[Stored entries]

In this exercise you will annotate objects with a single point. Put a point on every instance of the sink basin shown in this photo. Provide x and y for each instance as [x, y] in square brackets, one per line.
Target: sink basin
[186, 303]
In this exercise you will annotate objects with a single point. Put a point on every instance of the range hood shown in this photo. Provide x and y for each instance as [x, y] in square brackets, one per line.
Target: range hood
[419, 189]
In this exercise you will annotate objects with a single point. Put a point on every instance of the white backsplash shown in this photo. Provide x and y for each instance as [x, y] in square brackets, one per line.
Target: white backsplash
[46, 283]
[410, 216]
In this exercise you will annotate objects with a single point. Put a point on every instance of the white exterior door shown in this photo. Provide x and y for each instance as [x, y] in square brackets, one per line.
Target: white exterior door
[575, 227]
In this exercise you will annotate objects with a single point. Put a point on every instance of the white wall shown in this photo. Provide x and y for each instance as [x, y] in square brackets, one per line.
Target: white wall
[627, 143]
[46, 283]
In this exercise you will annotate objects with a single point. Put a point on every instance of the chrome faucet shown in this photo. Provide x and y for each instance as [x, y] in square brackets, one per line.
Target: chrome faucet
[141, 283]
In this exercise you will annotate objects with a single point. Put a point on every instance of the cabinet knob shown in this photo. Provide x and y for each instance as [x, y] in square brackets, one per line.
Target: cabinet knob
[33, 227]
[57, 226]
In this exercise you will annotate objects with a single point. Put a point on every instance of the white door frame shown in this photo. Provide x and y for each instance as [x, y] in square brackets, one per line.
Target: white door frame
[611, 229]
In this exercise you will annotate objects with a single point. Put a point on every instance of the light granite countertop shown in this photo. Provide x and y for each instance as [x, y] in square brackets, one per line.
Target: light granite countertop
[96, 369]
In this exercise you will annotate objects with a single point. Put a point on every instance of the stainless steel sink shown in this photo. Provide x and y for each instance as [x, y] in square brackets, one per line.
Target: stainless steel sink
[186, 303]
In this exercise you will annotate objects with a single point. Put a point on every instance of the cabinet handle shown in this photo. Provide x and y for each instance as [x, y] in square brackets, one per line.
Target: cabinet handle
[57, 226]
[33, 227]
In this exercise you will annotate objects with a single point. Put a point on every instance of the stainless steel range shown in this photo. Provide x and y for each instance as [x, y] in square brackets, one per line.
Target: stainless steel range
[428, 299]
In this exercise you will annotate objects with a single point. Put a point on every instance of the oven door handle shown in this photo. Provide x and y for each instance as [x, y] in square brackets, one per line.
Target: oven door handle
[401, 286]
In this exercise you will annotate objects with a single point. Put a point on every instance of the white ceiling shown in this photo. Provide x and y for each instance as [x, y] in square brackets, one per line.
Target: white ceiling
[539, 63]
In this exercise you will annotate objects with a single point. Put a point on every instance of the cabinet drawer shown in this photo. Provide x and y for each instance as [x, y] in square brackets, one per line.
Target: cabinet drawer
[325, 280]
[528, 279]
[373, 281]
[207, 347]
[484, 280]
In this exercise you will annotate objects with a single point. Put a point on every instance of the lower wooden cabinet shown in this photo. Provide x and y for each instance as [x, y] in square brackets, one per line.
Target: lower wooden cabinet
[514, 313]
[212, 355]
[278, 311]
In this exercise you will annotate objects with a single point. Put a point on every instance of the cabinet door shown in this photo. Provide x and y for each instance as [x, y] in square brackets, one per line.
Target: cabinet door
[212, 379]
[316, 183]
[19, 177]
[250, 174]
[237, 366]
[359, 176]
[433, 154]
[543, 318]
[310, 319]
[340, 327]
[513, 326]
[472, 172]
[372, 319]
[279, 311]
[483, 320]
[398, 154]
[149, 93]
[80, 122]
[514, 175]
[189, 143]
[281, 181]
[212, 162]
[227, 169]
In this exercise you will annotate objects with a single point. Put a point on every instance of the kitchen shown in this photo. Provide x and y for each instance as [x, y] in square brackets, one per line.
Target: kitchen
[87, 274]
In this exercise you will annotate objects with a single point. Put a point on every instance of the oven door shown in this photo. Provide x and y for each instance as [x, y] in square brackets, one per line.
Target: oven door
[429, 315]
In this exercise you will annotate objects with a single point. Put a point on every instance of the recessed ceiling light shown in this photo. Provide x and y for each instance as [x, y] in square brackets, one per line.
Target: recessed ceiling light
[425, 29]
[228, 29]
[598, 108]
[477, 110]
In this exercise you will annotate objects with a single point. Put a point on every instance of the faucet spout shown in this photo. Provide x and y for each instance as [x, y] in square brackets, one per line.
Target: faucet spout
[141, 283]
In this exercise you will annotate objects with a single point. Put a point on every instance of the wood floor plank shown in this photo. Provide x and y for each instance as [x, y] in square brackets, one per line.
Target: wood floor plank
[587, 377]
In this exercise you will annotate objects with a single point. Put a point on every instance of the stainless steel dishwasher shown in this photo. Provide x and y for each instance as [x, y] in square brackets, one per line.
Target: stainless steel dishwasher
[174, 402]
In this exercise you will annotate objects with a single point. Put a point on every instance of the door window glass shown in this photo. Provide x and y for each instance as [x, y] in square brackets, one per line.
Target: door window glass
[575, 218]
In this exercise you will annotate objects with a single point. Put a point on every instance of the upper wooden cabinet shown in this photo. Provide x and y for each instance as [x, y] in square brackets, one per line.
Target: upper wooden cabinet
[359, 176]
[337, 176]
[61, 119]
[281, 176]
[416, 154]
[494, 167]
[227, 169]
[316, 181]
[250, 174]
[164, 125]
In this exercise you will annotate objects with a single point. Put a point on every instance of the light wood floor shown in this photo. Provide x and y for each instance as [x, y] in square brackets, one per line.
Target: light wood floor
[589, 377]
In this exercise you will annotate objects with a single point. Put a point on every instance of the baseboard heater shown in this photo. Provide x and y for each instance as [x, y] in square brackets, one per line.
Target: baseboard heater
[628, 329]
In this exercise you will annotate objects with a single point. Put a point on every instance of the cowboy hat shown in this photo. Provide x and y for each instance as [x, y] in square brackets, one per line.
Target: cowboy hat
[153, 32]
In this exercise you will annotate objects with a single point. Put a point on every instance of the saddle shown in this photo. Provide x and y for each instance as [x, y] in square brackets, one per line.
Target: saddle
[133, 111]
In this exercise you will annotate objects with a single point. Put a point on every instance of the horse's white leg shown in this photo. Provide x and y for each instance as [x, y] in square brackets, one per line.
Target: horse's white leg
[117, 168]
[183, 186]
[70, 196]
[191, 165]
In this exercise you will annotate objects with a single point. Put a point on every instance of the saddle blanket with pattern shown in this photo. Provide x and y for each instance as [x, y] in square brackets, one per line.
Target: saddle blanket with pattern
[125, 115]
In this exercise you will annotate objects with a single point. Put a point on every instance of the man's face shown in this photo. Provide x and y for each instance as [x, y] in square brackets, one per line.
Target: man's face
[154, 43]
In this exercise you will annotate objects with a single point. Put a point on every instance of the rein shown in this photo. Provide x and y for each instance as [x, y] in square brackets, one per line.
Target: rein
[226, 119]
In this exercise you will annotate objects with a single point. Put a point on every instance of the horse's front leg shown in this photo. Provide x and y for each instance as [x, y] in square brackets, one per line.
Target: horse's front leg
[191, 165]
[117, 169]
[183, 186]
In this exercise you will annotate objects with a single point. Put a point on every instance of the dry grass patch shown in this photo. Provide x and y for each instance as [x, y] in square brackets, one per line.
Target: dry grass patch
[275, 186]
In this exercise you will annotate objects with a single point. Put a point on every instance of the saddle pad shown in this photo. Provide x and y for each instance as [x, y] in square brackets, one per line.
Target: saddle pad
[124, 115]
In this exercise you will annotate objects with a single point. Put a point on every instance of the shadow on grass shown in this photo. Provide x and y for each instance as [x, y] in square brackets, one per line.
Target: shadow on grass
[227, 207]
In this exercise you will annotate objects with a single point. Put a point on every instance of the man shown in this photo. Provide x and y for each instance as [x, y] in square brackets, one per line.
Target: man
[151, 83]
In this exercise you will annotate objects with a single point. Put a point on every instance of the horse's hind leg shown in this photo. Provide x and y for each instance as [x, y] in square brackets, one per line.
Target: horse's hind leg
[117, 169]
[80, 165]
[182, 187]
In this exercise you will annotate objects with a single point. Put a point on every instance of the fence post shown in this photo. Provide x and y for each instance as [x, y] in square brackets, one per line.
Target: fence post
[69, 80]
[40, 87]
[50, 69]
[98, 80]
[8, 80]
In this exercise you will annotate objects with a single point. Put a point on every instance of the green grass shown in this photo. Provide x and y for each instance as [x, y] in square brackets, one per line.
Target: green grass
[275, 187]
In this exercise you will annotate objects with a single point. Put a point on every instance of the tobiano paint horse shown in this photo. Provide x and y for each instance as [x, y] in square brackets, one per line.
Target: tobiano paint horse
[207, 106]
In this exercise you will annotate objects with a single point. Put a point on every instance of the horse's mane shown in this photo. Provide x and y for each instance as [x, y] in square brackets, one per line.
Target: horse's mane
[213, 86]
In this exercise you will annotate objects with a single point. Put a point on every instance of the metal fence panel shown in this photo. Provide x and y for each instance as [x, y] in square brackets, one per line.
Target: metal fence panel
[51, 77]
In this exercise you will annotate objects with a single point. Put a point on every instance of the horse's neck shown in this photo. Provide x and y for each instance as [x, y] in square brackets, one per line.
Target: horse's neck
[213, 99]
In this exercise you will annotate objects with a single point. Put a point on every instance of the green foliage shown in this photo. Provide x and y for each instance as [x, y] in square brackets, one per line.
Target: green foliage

__Written task__. Convert the lines of the listing, from the line containing "the green foliage" through the end of the listing, into a JSON list of strings with one string per line, leaving out any blank lines.

__Exercise result__.
[
  "In this exercise you will annotate objects with a single point. Put a point on every instance of the green foliage shown in this photo. Provide x and y for each instance as [x, y] in square brackets, one per line.",
  "Target: green foliage"
]